• Brief:
Copy down all of the data underneath, exactly as shown.

== Segment start ==

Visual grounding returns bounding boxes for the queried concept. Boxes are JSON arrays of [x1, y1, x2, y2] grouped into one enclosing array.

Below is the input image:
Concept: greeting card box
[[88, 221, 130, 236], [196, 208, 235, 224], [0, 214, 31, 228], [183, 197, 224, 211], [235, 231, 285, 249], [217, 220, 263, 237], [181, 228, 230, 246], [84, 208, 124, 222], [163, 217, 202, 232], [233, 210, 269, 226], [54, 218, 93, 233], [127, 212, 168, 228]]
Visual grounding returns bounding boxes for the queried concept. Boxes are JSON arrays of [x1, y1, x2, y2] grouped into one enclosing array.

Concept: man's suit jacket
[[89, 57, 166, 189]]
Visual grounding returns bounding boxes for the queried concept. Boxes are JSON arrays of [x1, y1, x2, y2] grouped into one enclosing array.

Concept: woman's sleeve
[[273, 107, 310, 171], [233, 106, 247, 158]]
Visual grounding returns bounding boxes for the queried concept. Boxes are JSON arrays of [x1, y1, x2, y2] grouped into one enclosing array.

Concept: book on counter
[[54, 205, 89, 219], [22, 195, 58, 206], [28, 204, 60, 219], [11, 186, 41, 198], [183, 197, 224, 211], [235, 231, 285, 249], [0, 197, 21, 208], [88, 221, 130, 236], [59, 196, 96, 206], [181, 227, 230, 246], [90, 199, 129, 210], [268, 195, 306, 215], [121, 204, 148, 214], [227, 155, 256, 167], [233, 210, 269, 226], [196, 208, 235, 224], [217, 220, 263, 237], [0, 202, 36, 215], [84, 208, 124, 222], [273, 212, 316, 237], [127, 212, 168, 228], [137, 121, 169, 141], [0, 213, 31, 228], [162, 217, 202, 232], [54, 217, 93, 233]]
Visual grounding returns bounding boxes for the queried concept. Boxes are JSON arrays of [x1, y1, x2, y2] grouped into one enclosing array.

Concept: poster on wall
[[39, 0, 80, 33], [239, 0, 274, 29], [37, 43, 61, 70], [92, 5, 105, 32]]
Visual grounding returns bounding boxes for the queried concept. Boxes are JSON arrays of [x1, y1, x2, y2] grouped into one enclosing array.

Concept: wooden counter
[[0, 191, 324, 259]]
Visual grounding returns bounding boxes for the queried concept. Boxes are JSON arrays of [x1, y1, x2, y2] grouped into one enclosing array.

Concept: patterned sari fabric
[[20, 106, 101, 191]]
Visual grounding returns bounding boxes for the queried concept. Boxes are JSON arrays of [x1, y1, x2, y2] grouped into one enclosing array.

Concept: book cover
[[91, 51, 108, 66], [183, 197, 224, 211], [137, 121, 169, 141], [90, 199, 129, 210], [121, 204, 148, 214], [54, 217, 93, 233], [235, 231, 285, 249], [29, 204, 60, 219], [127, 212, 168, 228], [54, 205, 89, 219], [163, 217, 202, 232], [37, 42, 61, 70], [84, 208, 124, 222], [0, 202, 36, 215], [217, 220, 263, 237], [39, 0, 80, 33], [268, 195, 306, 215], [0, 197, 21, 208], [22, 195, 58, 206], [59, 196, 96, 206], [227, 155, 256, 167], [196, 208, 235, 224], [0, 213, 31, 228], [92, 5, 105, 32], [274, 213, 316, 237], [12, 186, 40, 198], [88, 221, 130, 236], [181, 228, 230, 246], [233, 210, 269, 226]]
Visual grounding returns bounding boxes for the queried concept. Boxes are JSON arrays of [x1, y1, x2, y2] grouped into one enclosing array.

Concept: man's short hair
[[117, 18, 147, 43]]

== Segment end ==

• Reply:
Visual grounding returns bounding boxes for the queried concept. Boxes are JSON arrays of [x1, y1, x2, y2] grouped into one enclosing array.

Below is the input image:
Concept: greeting card box
[[88, 221, 130, 236], [196, 208, 235, 224], [0, 214, 31, 228], [183, 197, 224, 211], [235, 231, 285, 249], [217, 220, 263, 237], [181, 228, 230, 246], [84, 208, 124, 222], [163, 217, 202, 232], [233, 210, 269, 226], [54, 218, 93, 233], [127, 212, 168, 228]]
Visual grounding returns bounding boxes for the queried concept. Boxes are JSON arrays of [x1, y1, x2, y2] grouped into one enclosing array.

Concept: man's suit jacket
[[89, 57, 166, 189]]
Visual grounding returns bounding boxes for the queried concept. Boxes are JSON arrays of [x1, y1, x2, y2] grouped into one enclosing array.

Concept: woman's sleeve
[[273, 107, 310, 171], [233, 106, 247, 158]]
Visual grounding returns bounding boxes for the queried concept. Boxes are JSON arrays of [x1, y1, x2, y2] grouped into one enclosing array.

Concept: book on counter
[[54, 205, 89, 219], [22, 195, 58, 206], [28, 204, 60, 219], [11, 186, 41, 198], [183, 197, 224, 211], [235, 231, 285, 249], [0, 197, 21, 208], [88, 221, 130, 236], [59, 196, 96, 206], [181, 227, 230, 246], [90, 199, 129, 210], [268, 195, 306, 215], [121, 204, 148, 214], [227, 155, 256, 167], [233, 210, 269, 226], [196, 208, 235, 224], [217, 220, 263, 237], [0, 202, 36, 215], [84, 208, 124, 222], [273, 212, 316, 237], [127, 212, 168, 228], [137, 121, 169, 141], [0, 213, 31, 228], [162, 217, 202, 232], [54, 217, 93, 233]]
Visual grounding returns bounding boxes for the queried concept. Boxes are JSON arrays of [x1, y1, x2, y2] grouped into one enclosing array.

Concept: poster on wall
[[39, 0, 80, 33], [239, 0, 274, 29], [37, 43, 61, 70], [92, 5, 105, 32]]
Visual grounding returns bounding boxes for the queried concept. Boxes are JSON arrays of [x1, y1, x2, y2] grouped into one enclosing array.

Concept: wooden counter
[[0, 191, 324, 259]]
Visual grounding returns bounding boxes for the queried concept. Boxes are JSON arrays of [x1, y1, x2, y2] grouped into one enclosing array.

Concept: patterned sari fabric
[[20, 106, 101, 191]]
Visual grounding returns bounding boxes for the queried concept. Boxes are JSON arrays of [x1, y1, x2, y2] grouped into one enclosing array.

Concept: book cover
[[91, 51, 108, 66], [183, 197, 224, 211], [137, 121, 169, 141], [90, 199, 129, 210], [121, 204, 148, 214], [54, 217, 93, 233], [235, 231, 285, 249], [29, 204, 60, 219], [127, 212, 168, 228], [54, 205, 89, 219], [163, 217, 202, 232], [37, 42, 61, 70], [84, 208, 124, 222], [0, 202, 36, 215], [217, 220, 263, 237], [39, 0, 80, 33], [268, 195, 306, 215], [0, 197, 21, 208], [22, 195, 58, 206], [59, 196, 96, 206], [227, 155, 256, 167], [196, 208, 235, 224], [0, 213, 31, 228], [92, 5, 105, 32], [274, 213, 316, 237], [12, 186, 40, 198], [88, 221, 130, 236], [181, 228, 230, 246], [233, 210, 269, 226]]
Visual grounding returns bounding boxes for the queried concept. Boxes are JSON arrays of [x1, y1, x2, y2] grouped into one enclosing array.

Concept: man's short hair
[[117, 18, 147, 43]]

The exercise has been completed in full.